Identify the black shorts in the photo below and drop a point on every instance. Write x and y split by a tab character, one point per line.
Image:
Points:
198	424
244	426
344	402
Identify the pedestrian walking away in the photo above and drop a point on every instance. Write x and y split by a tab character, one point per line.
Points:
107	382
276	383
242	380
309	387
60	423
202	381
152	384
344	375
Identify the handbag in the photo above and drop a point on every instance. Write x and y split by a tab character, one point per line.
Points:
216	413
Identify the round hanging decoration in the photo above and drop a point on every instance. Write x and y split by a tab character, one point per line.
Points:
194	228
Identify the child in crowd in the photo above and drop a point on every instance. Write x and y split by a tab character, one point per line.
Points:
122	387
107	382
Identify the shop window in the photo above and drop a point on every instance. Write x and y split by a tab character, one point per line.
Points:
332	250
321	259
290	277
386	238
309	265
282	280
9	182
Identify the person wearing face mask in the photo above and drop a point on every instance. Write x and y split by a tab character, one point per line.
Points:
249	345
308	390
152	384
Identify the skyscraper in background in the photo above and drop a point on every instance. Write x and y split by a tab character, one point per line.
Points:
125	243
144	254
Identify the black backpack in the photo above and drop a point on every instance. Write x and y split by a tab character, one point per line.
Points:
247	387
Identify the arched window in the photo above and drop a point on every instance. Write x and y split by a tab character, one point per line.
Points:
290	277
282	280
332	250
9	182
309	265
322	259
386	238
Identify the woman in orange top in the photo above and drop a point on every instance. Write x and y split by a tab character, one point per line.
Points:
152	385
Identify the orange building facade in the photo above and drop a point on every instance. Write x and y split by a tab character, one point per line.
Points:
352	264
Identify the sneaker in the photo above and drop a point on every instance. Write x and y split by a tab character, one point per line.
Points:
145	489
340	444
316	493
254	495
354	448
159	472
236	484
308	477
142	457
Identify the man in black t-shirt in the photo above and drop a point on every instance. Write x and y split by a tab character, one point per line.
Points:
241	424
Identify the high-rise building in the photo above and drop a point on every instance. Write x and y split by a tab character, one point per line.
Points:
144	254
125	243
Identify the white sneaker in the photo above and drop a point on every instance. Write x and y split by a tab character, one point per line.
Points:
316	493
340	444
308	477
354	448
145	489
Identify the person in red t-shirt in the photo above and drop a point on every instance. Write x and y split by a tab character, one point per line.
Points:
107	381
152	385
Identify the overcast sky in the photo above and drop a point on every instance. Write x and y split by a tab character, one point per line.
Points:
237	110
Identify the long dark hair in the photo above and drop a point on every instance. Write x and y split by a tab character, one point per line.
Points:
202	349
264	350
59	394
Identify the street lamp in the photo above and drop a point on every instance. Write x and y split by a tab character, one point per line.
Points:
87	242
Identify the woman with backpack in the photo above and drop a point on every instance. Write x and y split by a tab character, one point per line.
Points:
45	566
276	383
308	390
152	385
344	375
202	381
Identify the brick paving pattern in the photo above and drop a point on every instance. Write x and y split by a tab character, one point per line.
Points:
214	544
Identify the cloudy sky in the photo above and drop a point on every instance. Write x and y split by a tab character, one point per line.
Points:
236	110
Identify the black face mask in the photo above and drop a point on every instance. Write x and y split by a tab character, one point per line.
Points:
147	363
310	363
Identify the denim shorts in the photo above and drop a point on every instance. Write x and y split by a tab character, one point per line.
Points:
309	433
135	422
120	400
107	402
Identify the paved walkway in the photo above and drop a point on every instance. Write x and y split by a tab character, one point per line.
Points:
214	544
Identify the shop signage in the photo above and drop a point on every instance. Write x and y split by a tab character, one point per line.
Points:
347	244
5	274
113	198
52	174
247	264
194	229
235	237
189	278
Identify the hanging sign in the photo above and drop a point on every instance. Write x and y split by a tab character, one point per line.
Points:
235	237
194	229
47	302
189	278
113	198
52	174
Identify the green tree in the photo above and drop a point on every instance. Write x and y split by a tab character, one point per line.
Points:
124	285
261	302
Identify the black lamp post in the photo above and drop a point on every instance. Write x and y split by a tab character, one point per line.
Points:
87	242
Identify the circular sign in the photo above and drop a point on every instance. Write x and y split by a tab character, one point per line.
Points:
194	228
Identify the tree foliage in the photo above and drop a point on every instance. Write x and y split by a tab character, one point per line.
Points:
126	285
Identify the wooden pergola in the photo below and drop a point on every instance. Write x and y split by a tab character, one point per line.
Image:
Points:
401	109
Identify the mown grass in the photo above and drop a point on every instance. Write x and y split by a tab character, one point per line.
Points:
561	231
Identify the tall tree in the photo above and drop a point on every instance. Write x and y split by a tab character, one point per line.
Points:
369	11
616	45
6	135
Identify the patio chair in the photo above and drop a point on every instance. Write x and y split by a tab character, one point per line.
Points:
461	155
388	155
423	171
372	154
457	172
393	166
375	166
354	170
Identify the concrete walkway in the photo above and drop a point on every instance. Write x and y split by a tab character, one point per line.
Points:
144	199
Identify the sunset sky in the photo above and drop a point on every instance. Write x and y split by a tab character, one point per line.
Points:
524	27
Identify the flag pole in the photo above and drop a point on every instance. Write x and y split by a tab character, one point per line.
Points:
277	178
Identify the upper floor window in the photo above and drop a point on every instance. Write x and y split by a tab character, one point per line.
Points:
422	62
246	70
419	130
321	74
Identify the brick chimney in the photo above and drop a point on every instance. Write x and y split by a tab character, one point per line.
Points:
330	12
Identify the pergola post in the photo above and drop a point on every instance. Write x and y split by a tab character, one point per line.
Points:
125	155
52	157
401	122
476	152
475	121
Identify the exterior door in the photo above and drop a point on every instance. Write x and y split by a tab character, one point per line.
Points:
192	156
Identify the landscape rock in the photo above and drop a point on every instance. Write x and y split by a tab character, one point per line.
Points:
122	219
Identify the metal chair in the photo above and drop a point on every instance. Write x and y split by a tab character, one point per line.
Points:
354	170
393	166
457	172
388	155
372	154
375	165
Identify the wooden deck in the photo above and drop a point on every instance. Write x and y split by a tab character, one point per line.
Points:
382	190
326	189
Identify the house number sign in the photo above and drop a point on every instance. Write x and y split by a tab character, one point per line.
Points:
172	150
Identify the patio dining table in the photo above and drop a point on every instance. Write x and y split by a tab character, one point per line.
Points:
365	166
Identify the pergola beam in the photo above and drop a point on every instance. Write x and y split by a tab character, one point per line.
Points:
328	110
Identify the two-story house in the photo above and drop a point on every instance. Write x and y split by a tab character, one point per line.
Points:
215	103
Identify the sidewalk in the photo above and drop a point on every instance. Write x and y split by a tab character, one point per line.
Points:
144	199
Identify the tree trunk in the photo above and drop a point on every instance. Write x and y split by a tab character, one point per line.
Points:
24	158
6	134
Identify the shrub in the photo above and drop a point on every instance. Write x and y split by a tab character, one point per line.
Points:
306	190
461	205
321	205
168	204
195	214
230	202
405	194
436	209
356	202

..............................

TRY IT = In the listing above, count each line that holds the string "shorts". Give the number only.

ANSWER FOR THE TASK = 2